>>
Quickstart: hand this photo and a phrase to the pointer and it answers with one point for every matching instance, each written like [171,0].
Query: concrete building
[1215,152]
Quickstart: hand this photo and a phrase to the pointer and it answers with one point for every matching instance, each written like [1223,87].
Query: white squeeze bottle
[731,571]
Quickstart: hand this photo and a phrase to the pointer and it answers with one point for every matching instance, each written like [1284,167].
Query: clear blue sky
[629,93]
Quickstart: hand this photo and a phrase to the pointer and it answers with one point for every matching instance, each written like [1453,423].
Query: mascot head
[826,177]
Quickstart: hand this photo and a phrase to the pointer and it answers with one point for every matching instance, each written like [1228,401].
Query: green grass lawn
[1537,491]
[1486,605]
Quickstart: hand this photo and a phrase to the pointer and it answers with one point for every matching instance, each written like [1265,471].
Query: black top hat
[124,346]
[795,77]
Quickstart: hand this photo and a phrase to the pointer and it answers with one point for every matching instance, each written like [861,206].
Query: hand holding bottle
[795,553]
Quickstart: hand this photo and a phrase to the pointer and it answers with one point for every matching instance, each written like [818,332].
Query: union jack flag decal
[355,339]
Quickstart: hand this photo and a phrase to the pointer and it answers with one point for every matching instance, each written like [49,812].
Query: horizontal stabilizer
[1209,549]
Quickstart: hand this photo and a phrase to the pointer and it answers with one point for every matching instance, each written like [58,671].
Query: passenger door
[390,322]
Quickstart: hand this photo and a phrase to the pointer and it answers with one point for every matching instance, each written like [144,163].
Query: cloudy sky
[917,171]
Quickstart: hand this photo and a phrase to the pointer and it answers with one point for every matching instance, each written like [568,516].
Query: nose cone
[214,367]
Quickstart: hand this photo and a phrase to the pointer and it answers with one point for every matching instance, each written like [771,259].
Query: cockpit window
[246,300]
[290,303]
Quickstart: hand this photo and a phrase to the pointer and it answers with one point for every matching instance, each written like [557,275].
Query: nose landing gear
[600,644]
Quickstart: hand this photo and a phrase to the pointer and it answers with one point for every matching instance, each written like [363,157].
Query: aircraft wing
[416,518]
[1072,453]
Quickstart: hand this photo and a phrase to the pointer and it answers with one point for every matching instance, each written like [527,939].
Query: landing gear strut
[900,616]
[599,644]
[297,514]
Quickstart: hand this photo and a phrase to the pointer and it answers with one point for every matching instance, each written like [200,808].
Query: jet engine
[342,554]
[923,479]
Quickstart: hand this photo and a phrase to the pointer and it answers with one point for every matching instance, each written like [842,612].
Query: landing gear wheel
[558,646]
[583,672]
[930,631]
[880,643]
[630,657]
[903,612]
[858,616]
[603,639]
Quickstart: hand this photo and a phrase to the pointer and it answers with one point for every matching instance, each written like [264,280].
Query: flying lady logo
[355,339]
<<
Return the records in full, exactly as they read.

* Result of this exercise:
Quickstart: hand this photo and a phrase to the pointer and it answers with one point for every matching instance, each written like [171,0].
Query: concrete building
[1215,152]
Quickstart: hand this photo and a phrase to the pointer and it answers with one point for every matching instance, each written like [1223,87].
Query: white squeeze bottle
[731,571]
Quickstart: hand this photo and a phrase to the pointer and it answers with one point for every matching instance, each written like [1284,167].
Query: clear blue sky
[629,93]
Quickstart: hand this photo and a phrase to the pointer and it answers with one point for every matching instance, each written like [1453,423].
Query: mascot head
[826,177]
Quickstart: hand this photo and a phrase to the pointer and it answers with one point for every matching instance, each written like [1228,401].
Query: green grass lawn
[1537,491]
[1486,605]
Quickstart: hand this photo and a phrase to the pointer and it answers with one point for every matching instance, each written like [1265,471].
Query: black top hat
[124,346]
[795,77]
Quickstart: hand this photo and a phrase to the pointer and it answers with one point for every matching instance, each written like [861,206].
Query: hand holding bottle
[795,553]
Quickstart: hand this photo and a phrase to the pointer and it answers with one point for every matching instance, each written like [818,332].
Query: union jack flag decal
[355,339]
Quickstart: hand this photo and a phrase to the pointer and it answers with one point for every matching instance, each written like [49,812].
Query: horizontal stabilizer
[1209,549]
Quickstart: hand this photo and a phrase to the pointer and it answers with one point for every matching instance, each written like [58,671].
Query: passenger door
[390,322]
Quickstart: hand this photo and a phrase to the pointer and it answers with one point for every matching instance, each written like [144,163].
Query: cloudy sky
[917,171]
Quickstart: hand this photo and a phrase to the pointer and it answers with one point for every matching instance, each written like [568,516].
Query: nose cone
[214,367]
Quickstart: hand this photo and a phrase to the pointer and it answers with one point for every matching instance, each written like [771,259].
Query: cockpit window
[246,300]
[290,303]
Quickstart: hand this photo and a phrase to the pointer and it answers with one point for every matching instance, each written like [557,275].
Query: nose landing gear
[600,644]
Quickstart: hand this photo and a phrase to the pointer and it answers with one point for every matching instance, each written like [363,157].
Query: aircraft wing
[416,518]
[1072,453]
Quickstart: hand this photo and a phrase to the pointer and it answers with one point for every matching instance, each written like [527,939].
Query: landing gear strut
[900,616]
[599,644]
[297,514]
Quickstart: hand this photo and a phrase to the pointer and it answers with one point for every matching instance, each written like [200,808].
Query: jet engine
[342,554]
[923,479]
Quickstart: hand this photo and a phrase to the pointer and it answers with one point for every matching instance, each written like [842,612].
Query: landing gear wheel
[558,646]
[583,672]
[930,631]
[880,643]
[630,657]
[903,612]
[858,616]
[603,639]
Quickstart: hand this photo and a phrase to the pointer and it answers with one point for every matching instance, each written like [264,280].
Query: flying lady logo
[355,339]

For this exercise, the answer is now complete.